### To do
The required output is the line that contains "of the black" plus every line after it in the listing below, copied exactly as it appears.

Dataset excerpts on object pointing
::::

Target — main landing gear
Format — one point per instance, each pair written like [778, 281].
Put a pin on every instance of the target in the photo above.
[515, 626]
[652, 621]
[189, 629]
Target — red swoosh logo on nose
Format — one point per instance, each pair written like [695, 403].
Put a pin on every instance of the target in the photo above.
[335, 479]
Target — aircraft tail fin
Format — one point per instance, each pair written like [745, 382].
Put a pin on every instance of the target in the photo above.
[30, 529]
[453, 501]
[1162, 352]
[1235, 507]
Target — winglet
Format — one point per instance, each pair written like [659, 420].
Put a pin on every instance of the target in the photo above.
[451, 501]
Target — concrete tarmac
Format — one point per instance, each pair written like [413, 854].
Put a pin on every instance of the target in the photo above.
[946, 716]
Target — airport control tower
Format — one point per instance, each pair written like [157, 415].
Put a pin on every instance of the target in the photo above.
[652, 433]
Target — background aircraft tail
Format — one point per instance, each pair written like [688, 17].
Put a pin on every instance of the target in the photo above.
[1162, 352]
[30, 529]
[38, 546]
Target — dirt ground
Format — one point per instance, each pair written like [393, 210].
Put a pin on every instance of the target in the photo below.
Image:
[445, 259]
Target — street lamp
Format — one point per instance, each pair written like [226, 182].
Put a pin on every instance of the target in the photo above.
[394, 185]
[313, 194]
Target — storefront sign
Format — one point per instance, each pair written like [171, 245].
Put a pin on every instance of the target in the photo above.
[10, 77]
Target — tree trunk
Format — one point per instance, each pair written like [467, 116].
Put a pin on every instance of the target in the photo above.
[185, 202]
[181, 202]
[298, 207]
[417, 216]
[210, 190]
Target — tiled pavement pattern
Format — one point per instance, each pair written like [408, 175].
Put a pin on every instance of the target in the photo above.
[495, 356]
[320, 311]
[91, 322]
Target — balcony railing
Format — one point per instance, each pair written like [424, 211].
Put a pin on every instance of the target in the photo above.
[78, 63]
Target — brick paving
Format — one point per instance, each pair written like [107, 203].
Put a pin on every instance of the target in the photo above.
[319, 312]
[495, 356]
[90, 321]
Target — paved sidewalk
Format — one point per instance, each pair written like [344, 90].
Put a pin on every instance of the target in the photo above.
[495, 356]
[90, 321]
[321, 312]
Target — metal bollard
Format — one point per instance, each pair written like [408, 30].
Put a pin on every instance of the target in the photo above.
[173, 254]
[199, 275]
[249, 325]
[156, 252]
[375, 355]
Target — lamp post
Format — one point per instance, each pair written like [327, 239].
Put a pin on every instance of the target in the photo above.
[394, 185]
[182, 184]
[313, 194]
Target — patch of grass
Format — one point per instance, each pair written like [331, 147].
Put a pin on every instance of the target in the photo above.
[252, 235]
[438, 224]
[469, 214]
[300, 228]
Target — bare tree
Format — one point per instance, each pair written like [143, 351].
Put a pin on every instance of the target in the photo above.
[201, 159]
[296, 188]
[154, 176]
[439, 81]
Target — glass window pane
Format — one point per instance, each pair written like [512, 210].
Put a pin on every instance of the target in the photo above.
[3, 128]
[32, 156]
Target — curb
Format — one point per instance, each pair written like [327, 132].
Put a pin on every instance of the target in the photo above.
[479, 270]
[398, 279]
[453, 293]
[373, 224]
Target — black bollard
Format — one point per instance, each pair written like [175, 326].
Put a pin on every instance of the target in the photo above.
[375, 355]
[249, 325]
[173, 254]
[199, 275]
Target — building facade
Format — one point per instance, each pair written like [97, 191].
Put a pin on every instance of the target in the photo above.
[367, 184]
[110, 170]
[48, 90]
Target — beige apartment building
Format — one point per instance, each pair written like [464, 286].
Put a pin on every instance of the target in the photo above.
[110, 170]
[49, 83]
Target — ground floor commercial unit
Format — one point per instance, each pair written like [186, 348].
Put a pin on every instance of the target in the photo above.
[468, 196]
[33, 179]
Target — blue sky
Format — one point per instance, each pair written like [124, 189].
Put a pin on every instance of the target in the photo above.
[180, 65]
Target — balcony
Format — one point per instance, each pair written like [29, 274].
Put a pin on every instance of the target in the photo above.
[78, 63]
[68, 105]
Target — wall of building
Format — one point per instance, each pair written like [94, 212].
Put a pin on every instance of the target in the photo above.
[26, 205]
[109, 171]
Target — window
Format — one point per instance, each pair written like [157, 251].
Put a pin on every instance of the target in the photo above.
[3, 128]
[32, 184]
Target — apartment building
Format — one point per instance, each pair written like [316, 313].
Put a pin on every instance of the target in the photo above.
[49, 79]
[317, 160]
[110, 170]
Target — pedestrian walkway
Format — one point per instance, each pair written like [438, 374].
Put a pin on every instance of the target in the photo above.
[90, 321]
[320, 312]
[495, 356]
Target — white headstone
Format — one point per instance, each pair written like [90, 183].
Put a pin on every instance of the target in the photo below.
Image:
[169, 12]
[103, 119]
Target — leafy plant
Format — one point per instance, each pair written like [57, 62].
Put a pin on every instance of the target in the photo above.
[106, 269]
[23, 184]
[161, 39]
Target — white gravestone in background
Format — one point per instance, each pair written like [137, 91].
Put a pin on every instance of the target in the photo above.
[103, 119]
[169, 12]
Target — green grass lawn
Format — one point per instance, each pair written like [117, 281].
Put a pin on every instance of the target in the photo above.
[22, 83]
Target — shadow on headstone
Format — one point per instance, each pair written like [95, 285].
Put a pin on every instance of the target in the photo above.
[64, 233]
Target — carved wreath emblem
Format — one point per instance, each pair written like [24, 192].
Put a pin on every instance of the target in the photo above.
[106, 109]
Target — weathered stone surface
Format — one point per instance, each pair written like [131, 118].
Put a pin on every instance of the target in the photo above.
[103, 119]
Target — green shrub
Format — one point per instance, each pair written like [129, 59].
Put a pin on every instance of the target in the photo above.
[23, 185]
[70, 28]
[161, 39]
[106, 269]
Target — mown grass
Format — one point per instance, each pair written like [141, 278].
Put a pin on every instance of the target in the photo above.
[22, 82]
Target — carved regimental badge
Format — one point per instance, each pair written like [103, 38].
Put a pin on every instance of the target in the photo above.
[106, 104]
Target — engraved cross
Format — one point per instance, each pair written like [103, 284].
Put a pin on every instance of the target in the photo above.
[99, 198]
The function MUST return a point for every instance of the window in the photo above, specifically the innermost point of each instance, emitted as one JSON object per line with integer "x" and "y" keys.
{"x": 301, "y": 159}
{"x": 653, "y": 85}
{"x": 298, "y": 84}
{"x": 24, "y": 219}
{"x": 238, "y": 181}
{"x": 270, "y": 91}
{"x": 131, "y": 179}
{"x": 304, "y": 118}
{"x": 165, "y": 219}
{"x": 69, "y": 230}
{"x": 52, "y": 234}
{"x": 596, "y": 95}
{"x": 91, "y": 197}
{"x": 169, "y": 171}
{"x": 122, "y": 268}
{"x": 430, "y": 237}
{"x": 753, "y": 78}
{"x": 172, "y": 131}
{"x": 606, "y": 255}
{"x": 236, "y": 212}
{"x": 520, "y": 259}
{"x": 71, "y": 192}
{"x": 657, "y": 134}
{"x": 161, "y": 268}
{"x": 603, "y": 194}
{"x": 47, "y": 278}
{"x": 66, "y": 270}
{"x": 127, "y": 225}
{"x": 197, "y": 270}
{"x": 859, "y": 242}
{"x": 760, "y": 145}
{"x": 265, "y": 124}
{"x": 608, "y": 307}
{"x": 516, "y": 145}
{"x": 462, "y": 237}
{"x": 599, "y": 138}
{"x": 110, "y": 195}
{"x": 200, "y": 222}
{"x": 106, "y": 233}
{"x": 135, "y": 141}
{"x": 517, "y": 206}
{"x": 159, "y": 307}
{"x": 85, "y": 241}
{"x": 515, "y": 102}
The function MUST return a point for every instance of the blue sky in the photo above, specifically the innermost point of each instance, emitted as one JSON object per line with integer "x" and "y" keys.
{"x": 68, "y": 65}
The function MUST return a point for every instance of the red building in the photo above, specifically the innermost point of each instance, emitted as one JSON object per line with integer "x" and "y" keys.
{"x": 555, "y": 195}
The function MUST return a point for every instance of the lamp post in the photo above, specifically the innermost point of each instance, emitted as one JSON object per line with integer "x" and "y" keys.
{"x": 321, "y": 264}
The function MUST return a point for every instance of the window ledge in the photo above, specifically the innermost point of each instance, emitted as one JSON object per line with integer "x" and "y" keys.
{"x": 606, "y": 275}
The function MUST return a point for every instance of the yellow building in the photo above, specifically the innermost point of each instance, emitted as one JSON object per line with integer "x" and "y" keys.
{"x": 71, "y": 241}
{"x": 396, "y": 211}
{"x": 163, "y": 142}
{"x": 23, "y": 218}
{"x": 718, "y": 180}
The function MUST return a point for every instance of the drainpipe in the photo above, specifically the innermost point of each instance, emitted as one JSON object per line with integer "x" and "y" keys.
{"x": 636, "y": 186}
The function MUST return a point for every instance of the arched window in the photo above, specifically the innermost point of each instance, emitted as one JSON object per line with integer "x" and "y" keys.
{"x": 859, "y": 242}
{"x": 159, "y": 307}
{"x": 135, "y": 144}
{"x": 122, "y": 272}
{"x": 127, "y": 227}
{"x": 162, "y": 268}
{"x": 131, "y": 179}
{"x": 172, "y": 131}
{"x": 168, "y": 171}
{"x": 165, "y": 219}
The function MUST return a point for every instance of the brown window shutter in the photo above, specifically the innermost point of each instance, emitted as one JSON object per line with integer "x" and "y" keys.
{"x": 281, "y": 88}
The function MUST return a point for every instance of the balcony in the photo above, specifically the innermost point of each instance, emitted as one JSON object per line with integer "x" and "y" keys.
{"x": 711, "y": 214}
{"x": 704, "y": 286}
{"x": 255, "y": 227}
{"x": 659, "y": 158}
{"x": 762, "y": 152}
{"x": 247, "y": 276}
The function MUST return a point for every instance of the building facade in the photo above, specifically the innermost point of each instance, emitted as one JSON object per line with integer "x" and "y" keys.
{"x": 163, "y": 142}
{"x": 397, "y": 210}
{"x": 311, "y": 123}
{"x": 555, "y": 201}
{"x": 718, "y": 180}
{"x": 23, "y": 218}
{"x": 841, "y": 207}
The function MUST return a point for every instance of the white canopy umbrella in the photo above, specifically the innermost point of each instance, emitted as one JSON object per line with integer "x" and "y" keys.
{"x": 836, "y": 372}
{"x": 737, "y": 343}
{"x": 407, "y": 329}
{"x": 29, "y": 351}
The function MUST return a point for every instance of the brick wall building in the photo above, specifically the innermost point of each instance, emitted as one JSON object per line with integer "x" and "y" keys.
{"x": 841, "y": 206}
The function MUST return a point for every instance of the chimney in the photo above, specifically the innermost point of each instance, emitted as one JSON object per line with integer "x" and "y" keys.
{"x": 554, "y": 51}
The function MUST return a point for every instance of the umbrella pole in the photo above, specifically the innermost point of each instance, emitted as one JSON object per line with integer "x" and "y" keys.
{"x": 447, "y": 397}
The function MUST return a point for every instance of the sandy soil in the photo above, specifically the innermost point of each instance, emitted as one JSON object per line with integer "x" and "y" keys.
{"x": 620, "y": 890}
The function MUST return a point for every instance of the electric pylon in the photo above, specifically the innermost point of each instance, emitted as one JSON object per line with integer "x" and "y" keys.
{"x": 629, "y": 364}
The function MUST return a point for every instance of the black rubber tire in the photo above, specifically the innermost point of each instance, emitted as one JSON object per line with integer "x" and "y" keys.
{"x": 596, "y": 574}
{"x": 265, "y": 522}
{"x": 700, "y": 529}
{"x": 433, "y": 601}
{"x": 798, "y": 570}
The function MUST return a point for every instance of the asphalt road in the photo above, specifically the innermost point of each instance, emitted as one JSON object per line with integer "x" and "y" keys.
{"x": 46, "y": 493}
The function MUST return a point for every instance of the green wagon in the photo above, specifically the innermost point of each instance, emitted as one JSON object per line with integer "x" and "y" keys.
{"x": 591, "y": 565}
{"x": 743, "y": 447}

::::

### Task response
The function MUST return a point for every instance of the black rubber tire in the photo above, specifically the innermost point of each instance, emitted as one JSON object per line with integer "x" and "y" keys.
{"x": 596, "y": 574}
{"x": 265, "y": 522}
{"x": 700, "y": 529}
{"x": 433, "y": 601}
{"x": 798, "y": 570}
The function MUST return a point for every instance of the asphalt road in the photo above, specifically the innermost point of each instance, emitted as one JSON object per line with integer "x" and "y" keys.
{"x": 46, "y": 493}
The function MUST return a point for every instance of the green wagon in the photo above, specifically the innermost point of each instance, emitted as one JSON object per line with integer "x" and "y" keys.
{"x": 591, "y": 565}
{"x": 743, "y": 447}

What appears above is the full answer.